Passage for review —
# # #
On 9/20/23 19:15, George Michaelson wrote:
It's fine to pile up on the other SDO but I think this is a false
argument.
To clarify, I'm not trying to "pile up" on ISO or any other SDO. I'm
just saying that a bit of diversity in approaches overall is a feature.
The Internet benefits tremendously from the work of several other SDOs,
especially in hardware layers, and I certainly don't think that IETF is
(or ever would have been) well-positioned to do all of that work itself.
X.25 carried forward in the ITU bis/ter process wouldn't
look like it did "then" it would look much more like something which
worked adequately in gigabit networks,
I doubt it. To work well at such high speeds would have required a
drastically different approach than ever contemplated for X.25, and it
would still have had to compete with other technologies specifically
designed for high-speed fiber, in different eras and subject to
different constraints for that reason.
I'm more concerned that we were going to variable length addresses in
CLNP. John Scudder's presentation to IEPG a while back stressed that
variability in the front part of a packet was anathema to fast path
processing in the FPGA, you want constant shape headers to process
them quickly. I think we'd have had to settle on fixed length
addresses pretty quickly.
At least at the time (early 1990s) I thought you could probably design a
packet format that would have accommodated variable length addresses
while still permitting fast path processing in hardware. Nothing says
the entire address has to be contiguous in the header, for example.
And I believed that the IP header didn't have to be intact on-the-wire,
it could take on a different form on any particular link layer, just as
IP header compression effectively does that.
But I didn't think I could sell that idea back then, or that it would be
helpful to try, even though I saw an advantage to variable length
addresses. There were already too many competing ideas for IPng, and
the selection process was already taking too long. And I was happy with
IPv6 when the smoke cleared it finally emerged. I just wish it had
emerged, say, a year earlier.
Speaking of sessions, In reality, I feel QUIC is closer to the ISO
reference session layer than a transport, and a remarkably good fit
for X.400 on top. I don't have a problem with X.400, there are days I
think that X.25 aside, it might have been better for us all if we'd
adopted it rather than sticking to SMTP.
# # #
Required action 1 —
Answer these questions from the mailing-list reply:
(a) What period does the writer give for the time they thought variable length addresses could still allow fast path processing in hardware?
(b) Whose presentation to IEPG is mentioned?
(c) What is QUIC called a remarkably good fit for on top?
Required action 2 — Write out word for word the part of the mailing-list reply that starts at "At least at" and ends after "a year earlier.".

Dataset content —
# # #
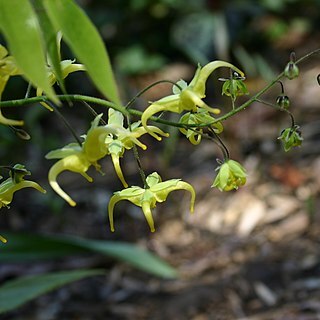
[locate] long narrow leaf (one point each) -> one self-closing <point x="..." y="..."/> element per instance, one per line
# # #
Solution 1 —
(a) The early 1990s.
(b) John Scudder's.
(c) X.400.

Solution 2 —
At least at the time (early 1990s) I thought you could probably design a
packet format that would have accommodated variable length addresses
while still permitting fast path processing in hardware. Nothing says
the entire address has to be contiguous in the header, for example.
And I believed that the IP header didn't have to be intact on-the-wire,
it could take on a different form on any particular link layer, just as
IP header compression effectively does that.
But I didn't think I could sell that idea back then, or that it would be
helpful to try, even though I saw an advantage to variable length
addresses. There were already too many competing ideas for IPng, and
the selection process was already taking too long. And I was happy with
IPv6 when the smoke cleared it finally emerged. I just wish it had
emerged, say, a year earlier.